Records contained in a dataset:
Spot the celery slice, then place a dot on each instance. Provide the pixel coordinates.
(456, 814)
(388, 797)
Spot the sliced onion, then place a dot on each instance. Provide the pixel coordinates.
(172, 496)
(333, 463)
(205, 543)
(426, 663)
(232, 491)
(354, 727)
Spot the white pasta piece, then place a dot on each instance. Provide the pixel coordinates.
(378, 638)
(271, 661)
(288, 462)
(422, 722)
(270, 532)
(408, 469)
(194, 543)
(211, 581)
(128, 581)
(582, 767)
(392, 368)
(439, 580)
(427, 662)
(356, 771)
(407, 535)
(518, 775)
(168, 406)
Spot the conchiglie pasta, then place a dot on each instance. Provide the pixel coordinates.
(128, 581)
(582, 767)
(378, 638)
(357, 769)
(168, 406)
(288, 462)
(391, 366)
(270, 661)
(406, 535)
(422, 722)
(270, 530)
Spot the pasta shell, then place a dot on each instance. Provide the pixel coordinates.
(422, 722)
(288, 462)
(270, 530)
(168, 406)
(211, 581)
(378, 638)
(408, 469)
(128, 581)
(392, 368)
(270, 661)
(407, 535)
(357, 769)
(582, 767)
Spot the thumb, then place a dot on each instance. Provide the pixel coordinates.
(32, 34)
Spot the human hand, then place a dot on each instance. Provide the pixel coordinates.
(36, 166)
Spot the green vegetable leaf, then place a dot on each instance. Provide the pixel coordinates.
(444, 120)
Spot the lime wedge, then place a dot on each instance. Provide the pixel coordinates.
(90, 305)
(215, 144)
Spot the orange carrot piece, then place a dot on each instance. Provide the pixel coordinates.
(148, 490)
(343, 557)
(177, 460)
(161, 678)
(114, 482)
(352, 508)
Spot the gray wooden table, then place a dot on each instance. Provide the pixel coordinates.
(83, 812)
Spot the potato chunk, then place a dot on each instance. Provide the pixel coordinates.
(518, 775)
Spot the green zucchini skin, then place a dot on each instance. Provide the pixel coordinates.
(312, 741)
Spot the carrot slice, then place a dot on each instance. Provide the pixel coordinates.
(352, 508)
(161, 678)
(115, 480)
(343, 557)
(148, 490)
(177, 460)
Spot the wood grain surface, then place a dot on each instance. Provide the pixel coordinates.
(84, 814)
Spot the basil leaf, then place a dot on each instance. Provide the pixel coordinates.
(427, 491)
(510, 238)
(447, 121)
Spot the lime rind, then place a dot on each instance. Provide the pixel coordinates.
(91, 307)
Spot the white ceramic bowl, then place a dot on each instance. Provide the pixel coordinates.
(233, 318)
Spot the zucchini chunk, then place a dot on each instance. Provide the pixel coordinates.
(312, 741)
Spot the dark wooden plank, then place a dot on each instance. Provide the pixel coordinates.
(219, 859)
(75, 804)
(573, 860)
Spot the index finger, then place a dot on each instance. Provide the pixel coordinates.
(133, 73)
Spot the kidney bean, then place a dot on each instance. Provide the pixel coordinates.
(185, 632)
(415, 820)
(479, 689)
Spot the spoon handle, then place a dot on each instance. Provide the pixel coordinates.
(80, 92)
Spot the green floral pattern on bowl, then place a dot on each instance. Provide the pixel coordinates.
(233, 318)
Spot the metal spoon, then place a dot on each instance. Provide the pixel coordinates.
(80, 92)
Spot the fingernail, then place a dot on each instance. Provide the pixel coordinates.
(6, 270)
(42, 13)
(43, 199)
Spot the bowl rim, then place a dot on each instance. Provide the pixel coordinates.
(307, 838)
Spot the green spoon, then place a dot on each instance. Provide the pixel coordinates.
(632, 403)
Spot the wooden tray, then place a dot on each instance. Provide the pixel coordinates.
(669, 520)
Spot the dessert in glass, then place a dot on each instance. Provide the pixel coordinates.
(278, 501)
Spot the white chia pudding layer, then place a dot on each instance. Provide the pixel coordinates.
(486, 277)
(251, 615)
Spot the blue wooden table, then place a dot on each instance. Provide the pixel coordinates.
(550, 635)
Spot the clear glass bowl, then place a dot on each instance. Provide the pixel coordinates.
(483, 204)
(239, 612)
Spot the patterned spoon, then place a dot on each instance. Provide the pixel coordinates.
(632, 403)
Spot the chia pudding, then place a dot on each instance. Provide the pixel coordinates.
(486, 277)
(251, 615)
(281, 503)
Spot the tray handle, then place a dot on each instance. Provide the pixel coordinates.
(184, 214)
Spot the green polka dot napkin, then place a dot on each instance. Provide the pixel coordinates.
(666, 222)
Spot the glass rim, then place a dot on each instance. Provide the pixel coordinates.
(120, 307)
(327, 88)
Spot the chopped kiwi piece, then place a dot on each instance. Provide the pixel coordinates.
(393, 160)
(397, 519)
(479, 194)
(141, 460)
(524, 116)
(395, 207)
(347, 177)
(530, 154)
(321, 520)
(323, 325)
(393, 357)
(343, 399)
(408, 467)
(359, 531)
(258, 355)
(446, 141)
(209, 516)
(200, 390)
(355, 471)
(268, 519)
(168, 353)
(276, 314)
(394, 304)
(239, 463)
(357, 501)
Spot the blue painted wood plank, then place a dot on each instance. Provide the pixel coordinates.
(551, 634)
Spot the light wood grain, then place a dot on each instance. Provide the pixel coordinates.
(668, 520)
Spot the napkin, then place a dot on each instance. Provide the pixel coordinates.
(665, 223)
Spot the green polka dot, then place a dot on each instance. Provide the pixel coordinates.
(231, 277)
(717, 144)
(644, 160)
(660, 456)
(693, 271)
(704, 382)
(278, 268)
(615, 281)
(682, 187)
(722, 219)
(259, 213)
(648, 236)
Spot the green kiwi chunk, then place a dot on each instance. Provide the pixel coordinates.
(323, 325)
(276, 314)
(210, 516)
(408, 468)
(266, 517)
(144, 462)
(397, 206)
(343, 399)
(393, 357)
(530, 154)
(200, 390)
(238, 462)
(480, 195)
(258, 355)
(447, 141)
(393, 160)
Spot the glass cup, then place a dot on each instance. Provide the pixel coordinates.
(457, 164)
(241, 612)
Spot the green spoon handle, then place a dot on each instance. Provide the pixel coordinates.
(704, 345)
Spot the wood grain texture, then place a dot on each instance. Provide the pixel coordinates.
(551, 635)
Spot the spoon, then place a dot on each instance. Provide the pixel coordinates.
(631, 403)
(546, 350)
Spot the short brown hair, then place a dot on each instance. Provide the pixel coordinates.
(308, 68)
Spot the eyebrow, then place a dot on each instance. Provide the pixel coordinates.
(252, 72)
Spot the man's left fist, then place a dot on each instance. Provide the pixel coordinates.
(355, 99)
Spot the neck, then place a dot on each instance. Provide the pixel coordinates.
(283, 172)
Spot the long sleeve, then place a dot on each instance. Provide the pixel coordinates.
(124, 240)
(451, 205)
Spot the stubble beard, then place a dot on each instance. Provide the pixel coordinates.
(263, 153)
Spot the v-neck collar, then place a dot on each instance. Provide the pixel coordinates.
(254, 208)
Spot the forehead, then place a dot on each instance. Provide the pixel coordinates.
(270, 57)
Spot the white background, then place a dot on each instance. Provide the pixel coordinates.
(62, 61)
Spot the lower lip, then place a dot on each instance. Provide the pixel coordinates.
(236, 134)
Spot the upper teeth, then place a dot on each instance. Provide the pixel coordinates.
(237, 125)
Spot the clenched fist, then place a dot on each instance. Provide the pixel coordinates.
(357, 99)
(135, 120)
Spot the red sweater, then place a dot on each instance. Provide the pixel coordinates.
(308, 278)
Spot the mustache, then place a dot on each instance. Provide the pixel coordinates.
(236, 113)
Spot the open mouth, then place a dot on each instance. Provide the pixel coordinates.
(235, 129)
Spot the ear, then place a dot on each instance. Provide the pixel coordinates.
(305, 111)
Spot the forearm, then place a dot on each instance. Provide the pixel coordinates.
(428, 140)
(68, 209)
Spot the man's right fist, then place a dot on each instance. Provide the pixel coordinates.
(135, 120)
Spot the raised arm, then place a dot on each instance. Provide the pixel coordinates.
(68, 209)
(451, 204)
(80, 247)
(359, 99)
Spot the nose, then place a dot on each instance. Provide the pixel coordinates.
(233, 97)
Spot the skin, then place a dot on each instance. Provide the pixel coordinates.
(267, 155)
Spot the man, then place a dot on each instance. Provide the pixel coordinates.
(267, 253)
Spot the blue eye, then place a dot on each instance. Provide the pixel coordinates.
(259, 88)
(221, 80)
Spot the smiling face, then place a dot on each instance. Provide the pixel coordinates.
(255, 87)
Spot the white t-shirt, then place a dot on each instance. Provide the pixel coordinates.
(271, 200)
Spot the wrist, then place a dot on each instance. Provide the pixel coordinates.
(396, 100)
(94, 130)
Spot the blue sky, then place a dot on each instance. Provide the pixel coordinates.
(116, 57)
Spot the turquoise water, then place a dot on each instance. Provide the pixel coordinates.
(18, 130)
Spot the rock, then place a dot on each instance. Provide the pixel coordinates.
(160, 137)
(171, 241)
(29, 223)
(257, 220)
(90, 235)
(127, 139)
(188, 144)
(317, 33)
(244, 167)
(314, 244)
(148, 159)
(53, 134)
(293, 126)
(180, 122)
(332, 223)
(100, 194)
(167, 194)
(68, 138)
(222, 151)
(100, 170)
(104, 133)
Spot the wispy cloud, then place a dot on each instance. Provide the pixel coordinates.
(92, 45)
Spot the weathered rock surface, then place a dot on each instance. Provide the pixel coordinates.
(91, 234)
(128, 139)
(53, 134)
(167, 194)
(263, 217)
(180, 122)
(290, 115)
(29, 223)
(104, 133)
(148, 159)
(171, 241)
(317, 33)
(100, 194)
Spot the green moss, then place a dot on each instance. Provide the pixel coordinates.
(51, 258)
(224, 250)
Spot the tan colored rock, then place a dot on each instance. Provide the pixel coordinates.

■ Requirement ■
Print from the line containing "Spot the white t-shirt, then" to the last line above, exactly as written.

■ Written response ■
Spot the white t-shirt, then place a dot on each instance. Provide the pixel coordinates.
(271, 200)
Spot the wrist, then place a dot on each instance. Provide the pixel coordinates.
(396, 100)
(94, 130)
Spot the blue sky, then place a dot on each instance. Provide the pixel coordinates.
(116, 57)
Spot the turquoise water, then place a dot on each instance. Provide the pixel coordinates.
(18, 130)
Spot the rock, then place a dot on each instance. Provide the pixel coordinates.
(160, 137)
(171, 241)
(29, 223)
(257, 220)
(90, 235)
(127, 139)
(188, 144)
(317, 33)
(244, 167)
(314, 244)
(148, 159)
(53, 134)
(293, 126)
(180, 122)
(332, 223)
(100, 194)
(167, 194)
(68, 138)
(222, 151)
(100, 170)
(104, 133)
Spot the wispy cloud, then place a dot on each instance. Provide the pixel coordinates.
(92, 45)
Spot the weathered rock surface, then place a dot on each instance. Provide the pixel coordinates.
(91, 234)
(128, 139)
(53, 134)
(167, 194)
(263, 217)
(180, 122)
(290, 115)
(29, 223)
(104, 133)
(148, 159)
(171, 241)
(317, 33)
(100, 194)
Spot the green moss, then place a dot on each instance. Provide the pixel coordinates.
(51, 258)
(224, 250)
Spot the tan colored rock, then place a dot on each instance. Provide the pixel coordinates.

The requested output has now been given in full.